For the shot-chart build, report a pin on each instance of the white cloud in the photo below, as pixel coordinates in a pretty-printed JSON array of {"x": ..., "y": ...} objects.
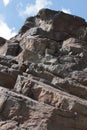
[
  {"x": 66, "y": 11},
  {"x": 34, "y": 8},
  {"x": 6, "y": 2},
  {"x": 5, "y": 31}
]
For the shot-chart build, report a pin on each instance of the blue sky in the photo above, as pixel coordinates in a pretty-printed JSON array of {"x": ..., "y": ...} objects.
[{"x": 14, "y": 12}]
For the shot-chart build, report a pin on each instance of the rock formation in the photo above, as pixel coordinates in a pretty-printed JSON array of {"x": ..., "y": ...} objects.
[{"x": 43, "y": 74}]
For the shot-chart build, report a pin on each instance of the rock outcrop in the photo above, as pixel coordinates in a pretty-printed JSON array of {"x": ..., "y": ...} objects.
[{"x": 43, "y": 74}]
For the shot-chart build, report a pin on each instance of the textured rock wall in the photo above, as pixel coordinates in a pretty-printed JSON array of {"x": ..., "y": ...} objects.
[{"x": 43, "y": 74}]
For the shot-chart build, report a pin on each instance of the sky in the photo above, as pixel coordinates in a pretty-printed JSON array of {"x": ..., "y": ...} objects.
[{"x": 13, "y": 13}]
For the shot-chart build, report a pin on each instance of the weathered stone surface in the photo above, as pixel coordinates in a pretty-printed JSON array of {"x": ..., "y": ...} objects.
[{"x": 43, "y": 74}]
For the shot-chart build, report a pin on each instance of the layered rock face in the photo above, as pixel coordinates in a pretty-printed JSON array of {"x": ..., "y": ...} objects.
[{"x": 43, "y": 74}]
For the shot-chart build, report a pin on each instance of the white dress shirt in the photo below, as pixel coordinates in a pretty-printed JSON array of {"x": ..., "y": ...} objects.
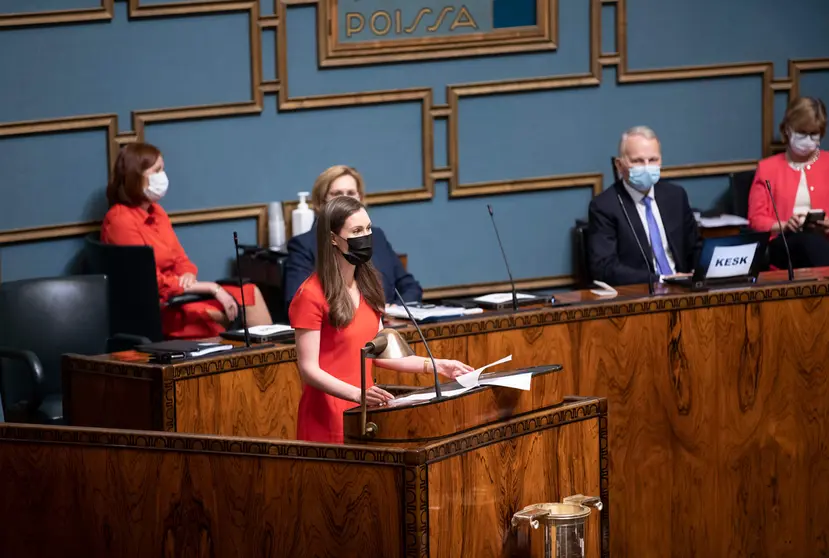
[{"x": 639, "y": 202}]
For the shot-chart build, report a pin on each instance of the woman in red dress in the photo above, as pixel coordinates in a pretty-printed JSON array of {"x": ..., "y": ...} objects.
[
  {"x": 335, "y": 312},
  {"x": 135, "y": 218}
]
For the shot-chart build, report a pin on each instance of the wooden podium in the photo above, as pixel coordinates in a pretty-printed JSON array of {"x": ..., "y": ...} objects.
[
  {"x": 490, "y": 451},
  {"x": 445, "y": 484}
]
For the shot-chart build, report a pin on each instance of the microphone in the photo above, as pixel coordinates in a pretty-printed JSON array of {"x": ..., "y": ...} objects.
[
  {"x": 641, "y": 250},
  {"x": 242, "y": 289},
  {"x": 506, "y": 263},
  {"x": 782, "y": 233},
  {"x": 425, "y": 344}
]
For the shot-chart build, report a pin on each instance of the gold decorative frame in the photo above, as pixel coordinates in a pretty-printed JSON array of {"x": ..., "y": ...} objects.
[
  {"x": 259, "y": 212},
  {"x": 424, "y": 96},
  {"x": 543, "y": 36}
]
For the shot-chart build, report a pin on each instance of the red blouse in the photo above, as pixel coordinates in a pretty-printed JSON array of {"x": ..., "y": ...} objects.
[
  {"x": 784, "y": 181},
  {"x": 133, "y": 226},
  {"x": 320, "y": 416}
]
☆ ☆ ☆
Given request:
Produce an exact copy of the lines from the one containing "of the woman" through the last line, and of nothing else.

The result:
For the shot-chart build, report a pin on each instance of the woman in red dress in the photo above, as pixel coordinates in a pretty-printed JSON array of {"x": ..., "y": ...} objects.
[
  {"x": 335, "y": 312},
  {"x": 135, "y": 218}
]
For the shot-chart build, report a pin on each instance of the wooden podium in the photo above, as pixel coordinates in a pretty-printed JSON array of {"x": ..., "y": ...} objects.
[
  {"x": 490, "y": 451},
  {"x": 445, "y": 484}
]
For the shot-chart build, report a pin on each instance of the microphone in the photo above, as pixel coordinates in a pretty-printed JSON array of {"x": ..., "y": ...} objects.
[
  {"x": 641, "y": 250},
  {"x": 242, "y": 289},
  {"x": 506, "y": 263},
  {"x": 782, "y": 233},
  {"x": 425, "y": 344}
]
For the shot-chart build, report a pin on each instance of the gold decorative frame in the photo above, as pixel coordinates in a pretty-printed JSON array of {"x": ..., "y": ...} objects.
[
  {"x": 259, "y": 212},
  {"x": 424, "y": 96},
  {"x": 543, "y": 36}
]
For the shot-chart build, report a pin on each instance of the red blouse in the photo above, as pixel coordinates in a pretty-printed JSON array of {"x": ..., "y": ...} objects.
[
  {"x": 784, "y": 181},
  {"x": 133, "y": 226},
  {"x": 320, "y": 416}
]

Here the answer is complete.